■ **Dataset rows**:
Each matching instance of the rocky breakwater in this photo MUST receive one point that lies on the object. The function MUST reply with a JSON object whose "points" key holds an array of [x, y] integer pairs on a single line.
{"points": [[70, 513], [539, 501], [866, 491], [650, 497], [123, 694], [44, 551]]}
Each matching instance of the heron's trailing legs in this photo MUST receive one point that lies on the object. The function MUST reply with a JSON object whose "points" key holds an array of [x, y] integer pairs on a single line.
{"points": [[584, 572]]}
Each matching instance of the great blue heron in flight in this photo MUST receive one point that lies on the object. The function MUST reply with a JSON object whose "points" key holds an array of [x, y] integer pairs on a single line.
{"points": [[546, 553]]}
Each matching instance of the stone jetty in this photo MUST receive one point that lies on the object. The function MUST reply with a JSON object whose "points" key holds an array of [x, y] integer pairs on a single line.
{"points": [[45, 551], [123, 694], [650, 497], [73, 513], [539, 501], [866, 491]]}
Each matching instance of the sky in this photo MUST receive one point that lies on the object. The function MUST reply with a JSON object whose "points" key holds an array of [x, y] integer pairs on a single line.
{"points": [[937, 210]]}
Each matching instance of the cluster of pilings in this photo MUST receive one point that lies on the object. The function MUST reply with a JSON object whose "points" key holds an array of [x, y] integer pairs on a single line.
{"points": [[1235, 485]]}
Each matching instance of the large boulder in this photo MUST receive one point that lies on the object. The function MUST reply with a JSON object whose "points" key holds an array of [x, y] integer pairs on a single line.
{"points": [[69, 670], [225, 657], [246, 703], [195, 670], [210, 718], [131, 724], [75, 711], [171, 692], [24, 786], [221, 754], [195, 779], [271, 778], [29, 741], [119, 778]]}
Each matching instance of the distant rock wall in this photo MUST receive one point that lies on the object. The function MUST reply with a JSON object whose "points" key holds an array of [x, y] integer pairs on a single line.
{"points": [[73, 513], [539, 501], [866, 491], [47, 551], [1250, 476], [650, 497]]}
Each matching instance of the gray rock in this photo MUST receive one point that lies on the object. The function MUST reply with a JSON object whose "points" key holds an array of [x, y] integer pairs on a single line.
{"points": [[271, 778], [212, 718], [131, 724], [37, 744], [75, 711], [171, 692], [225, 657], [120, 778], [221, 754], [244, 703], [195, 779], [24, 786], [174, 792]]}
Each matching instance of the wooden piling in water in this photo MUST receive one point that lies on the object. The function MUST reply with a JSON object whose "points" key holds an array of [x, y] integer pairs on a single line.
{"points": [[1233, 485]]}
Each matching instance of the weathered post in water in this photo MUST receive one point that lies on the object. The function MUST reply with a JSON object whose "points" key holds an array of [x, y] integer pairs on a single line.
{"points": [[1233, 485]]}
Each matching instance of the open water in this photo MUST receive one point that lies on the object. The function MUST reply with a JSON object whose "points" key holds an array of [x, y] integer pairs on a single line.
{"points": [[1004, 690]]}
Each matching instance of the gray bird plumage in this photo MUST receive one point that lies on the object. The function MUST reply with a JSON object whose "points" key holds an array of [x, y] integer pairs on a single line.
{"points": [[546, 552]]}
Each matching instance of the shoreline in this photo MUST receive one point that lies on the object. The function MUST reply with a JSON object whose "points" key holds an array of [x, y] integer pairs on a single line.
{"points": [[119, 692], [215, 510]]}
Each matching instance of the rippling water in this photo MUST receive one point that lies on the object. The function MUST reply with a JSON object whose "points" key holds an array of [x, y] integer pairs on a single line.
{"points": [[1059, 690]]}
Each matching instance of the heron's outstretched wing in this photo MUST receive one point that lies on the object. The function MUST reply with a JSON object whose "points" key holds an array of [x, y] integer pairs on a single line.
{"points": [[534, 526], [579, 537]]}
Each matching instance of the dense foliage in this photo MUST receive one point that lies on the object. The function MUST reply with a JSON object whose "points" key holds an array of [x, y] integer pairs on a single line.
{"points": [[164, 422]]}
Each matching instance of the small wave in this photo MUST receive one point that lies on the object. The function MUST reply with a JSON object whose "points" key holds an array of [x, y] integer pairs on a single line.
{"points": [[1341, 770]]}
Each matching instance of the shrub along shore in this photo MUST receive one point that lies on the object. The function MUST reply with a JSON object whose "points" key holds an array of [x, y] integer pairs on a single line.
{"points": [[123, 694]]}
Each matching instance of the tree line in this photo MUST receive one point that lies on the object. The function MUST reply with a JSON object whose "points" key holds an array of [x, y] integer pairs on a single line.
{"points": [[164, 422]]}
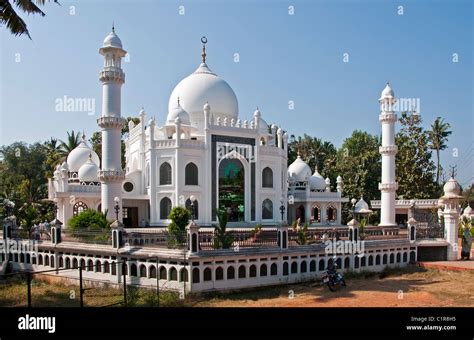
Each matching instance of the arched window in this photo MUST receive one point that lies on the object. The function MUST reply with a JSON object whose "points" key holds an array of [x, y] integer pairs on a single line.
{"points": [[79, 207], [316, 213], [219, 274], [191, 174], [165, 208], [267, 209], [106, 267], [98, 266], [263, 270], [230, 273], [196, 275], [152, 271], [321, 265], [207, 274], [253, 271], [147, 174], [242, 272], [196, 208], [294, 267], [267, 178], [273, 269], [303, 267], [142, 270], [163, 273], [133, 269], [173, 274], [165, 174], [331, 213], [312, 266]]}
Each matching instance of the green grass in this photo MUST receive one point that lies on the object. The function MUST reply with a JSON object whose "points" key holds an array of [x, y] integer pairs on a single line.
{"points": [[13, 293]]}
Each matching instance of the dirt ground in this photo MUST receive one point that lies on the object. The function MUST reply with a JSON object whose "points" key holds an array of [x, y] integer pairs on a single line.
{"points": [[412, 287]]}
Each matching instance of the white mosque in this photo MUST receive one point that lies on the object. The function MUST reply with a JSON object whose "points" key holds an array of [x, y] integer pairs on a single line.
{"points": [[203, 157]]}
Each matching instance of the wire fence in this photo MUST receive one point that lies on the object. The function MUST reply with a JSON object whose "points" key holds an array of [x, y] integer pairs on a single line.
{"points": [[73, 287]]}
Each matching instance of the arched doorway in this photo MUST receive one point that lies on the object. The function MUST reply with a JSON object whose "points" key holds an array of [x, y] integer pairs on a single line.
{"points": [[232, 189], [300, 214]]}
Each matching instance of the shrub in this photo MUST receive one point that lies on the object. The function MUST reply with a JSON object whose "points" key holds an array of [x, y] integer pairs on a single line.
{"points": [[222, 238], [179, 217], [89, 220]]}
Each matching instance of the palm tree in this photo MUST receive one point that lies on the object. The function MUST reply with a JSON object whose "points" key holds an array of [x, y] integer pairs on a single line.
{"points": [[73, 140], [54, 155], [438, 136], [222, 238], [12, 20]]}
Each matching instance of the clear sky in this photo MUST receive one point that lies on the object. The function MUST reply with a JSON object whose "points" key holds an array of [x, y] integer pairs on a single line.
{"points": [[282, 58]]}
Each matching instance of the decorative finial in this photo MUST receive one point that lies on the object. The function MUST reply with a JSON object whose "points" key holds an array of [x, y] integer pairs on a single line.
{"points": [[203, 54], [453, 170]]}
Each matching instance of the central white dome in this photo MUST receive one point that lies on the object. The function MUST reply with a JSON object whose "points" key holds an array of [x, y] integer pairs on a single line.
{"points": [[201, 87]]}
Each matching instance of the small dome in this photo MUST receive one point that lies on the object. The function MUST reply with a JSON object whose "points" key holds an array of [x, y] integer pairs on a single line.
{"points": [[203, 86], [299, 170], [80, 155], [112, 40], [317, 182], [262, 124], [88, 171], [387, 93], [361, 207], [451, 189], [178, 112]]}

■ **What to work on**:
Extract all the entries word for word; omit any pictures.

■ **Result of this task**:
Each matching instance of the rocky breakwater in this photo MUST receive one point that lies on the object. The function MUST reply with a JSON object whose "points" key holds an array of [x, y] integer pairs on a single line.
{"points": [[70, 513], [539, 501], [866, 491], [650, 497], [123, 694], [44, 551]]}
Each matching instance of the heron's trailing legs in this photo MUST receive one point that lies on the object. The function MUST reply with a JSON object whose "points" key holds an array of [x, y] integer pairs on a single line.
{"points": [[584, 572]]}
Each matching instance of the great blue heron in flight in this photo MUST receive one point that lies on the object. The function MUST reply with a JSON object whose "points" key holds an array of [x, y] integer pairs on a single line.
{"points": [[546, 553]]}
Each matching instance of the stone jetty in this photo MUST receive one point that lies on the object. The function MUST reply with a JSON object whose "points" key holds an array of [x, y] integer pairs on a single line.
{"points": [[45, 551], [123, 694], [650, 497], [73, 513], [539, 501], [866, 491]]}
Each matching instance of the sky in this photo MUST receive one point that lies on the object. The function MUST reply with a JSON object whose "points" key holds an array of [x, y] integer pairs on a single line.
{"points": [[937, 210]]}
Each matching instance of the cluster of pilings in this photo MUST receive one point that lies on the object. The function MUST reply with a JSON object whose "points" key holds an array of [x, y] integer pairs on a single line.
{"points": [[1235, 485]]}
Each matching instance of the large boulder in this photo MUST receive one point that lies on the object. The function MUST reply with a JSON object whose "points" key holds an array of [x, y] integer pairs on a single line.
{"points": [[69, 670], [225, 657], [246, 703], [195, 670], [210, 718], [131, 724], [75, 711], [171, 692], [24, 786], [221, 754], [195, 779], [271, 778], [29, 741], [119, 778]]}
Each matching instance of the distant rock wall in this photo MUST receive one point that lies on the object. The function MUST reply with a JSON object whose "points" key holds an array of [x, y] integer pairs on a single line.
{"points": [[73, 513], [539, 501], [866, 491], [47, 551], [1250, 476], [650, 497]]}
Each matching instance of the gray rock in this photo MUST receive one point that lies on the object. The function MUST reply with a JSON object whose "points" key holds an array of [x, y] integer pairs on a single line.
{"points": [[271, 778], [212, 718], [131, 724], [37, 744], [75, 711], [171, 692], [225, 657], [120, 778], [221, 754], [244, 703], [195, 779], [24, 786], [174, 792]]}
Each matching instance of the wooden piling in water in this photo MUST receive one point that lies on the object. The function MUST reply with a JSON object whose "points" key holds an array of [x, y] integer pairs on a single line.
{"points": [[1233, 485]]}
Each matching instance of the weathered post in water in this photo MUST receive one point that lies on the object. The function MUST reply with a JSON object whose "points" key holds an array of [x, y] integer pairs on a single line.
{"points": [[1233, 485]]}
Each matching instance of the open water in this photo MUST receive one point that lies on the object. The function MUST reply with a JSON object whose "points" key holds an array of [x, y] integer pairs on a single line.
{"points": [[1004, 690]]}
Each matching instance of the gray bird plumage in this photo MUST receive one point that lies on the object. The function MUST reply with a JSON object whose "points" key holds an array of [x, y] integer pairs on a single line.
{"points": [[546, 552]]}
Each matching instance of the shoreline in this photo MUST receive one point that lies on the object. The function MUST reply with a JSON object whose "points" key holds an array of [x, y] integer pairs on a single line.
{"points": [[119, 692], [215, 510]]}
Each matching instance of the rippling water in this photo MUST receive one point that lies on the object. The function MUST reply with a JSON object whose "points" key holds an array of [x, y] integer pairs on a single line.
{"points": [[1059, 690]]}
Each matching instance of the heron's outstretched wing in this photo MUST receive one point that lies on the object. The function MUST reply with a JSON object whose "points" key holds an array of [x, y] integer pairs on a single line.
{"points": [[534, 526], [579, 537]]}
Each matching instance of the dense foliage in this photo MUST receive one point that lies on the object. The function MUST reply with a JSON object whose "points" key holds an array of [x, y] integer pairs on a single line.
{"points": [[164, 422]]}
Each matching instance of the small wave in this photo MUST receive one point that lies on the object. The function MUST reply with a JSON object whose "points" key holds an array of [x, y] integer pairs on a single line.
{"points": [[1341, 770]]}
Each matching instance of the shrub along shore in this photo MUST receive one point that lies on the object. The function MUST reply with a JSON object whose "points" key holds an array of [x, y] integer pairs on a single line.
{"points": [[123, 694]]}
Each matching instance of the tree line in this photo MUST receive one point that lies on the object. The function MUST reply with a JSON object whose "points" key holds an array of [x, y] integer pairs on a single line.
{"points": [[164, 422]]}
Each matching instance of the arched window in this photo MUST receive one point that lies on the object. The function MUST reply with a JSON object whose "points" key holds an array of [x, y] integer pairs on a single line.
{"points": [[79, 207], [316, 213], [219, 274], [191, 174], [165, 208], [267, 209], [106, 267], [98, 266], [263, 270], [230, 273], [196, 275], [152, 271], [321, 265], [207, 274], [253, 271], [147, 174], [242, 272], [196, 208], [294, 267], [267, 178], [273, 269], [303, 267], [142, 270], [163, 273], [133, 269], [173, 274], [165, 174], [331, 213], [312, 266]]}
Each matching instance of the green grass in this photo MUST receive one point that lies on the object. The function MUST reply with a JSON object whose "points" key holds an array of [x, y] integer pairs on a single line.
{"points": [[13, 293]]}
Each matching instance of the dirt ground in this photo MUST receive one point that lies on the object. The function MUST reply with a JSON object whose "points" key holds an array of [x, y] integer pairs on a single line.
{"points": [[412, 287]]}
Each matching instance of the white mosque in this photo MUST receive one point that lies on the object. The function MUST reply with a JSON object whose "points" key holds an array of [x, y] integer pairs on a single line.
{"points": [[203, 157]]}
Each matching instance of the wire fence in this photo MUST receive one point that lies on the object. The function MUST reply with a JSON object whose "points" key holds an array of [x, y] integer pairs on a single line.
{"points": [[73, 287]]}
Each matching instance of the arched doorway in this photo MUST receive one point that lies on the object. The function MUST reply with a JSON object whose "points" key holds an array of [x, y] integer pairs on a single line.
{"points": [[232, 189], [300, 214]]}
Each matching instance of the shrub in this photo MUST receive one point that lies on the object. The function MUST reply with a JSON object whose "points" key holds an array of [x, y] integer pairs on a single line.
{"points": [[222, 238], [179, 217], [89, 220]]}
Each matching instance of the palm tree in this photo MUST receive one point that lies on the object. The function MUST reply with a JSON object whose "points" key holds an array of [x, y] integer pairs on a single line.
{"points": [[73, 140], [54, 155], [438, 136], [222, 238], [12, 20]]}
Each matching instance of the clear sky in this photo MUST receive one point that lies on the object. The function MUST reply with a JSON object whose "points" key holds an array of [x, y] integer pairs on a single line.
{"points": [[282, 58]]}
Each matching instance of the decorative finial in this photo MUST receive one point that lies on the object. The function MUST reply with a JSON object whose "points" key holds an array of [x, y] integer pairs on a single line.
{"points": [[203, 54], [453, 170]]}
Each matching instance of the central white dome in this photo MUST receive one point that lies on the object. The function MUST reply with a JSON object whose "points" key holds an array of [x, y] integer pairs on a single line.
{"points": [[201, 87]]}
Each matching instance of the small dome in this photo MUST receive one point that lies on the object. The function MUST reply with a JSON object whose "points" key holds an array of [x, y] integer pairs on a single line.
{"points": [[203, 86], [299, 170], [80, 155], [112, 40], [317, 182], [262, 124], [88, 171], [387, 93], [361, 207], [451, 189], [178, 112]]}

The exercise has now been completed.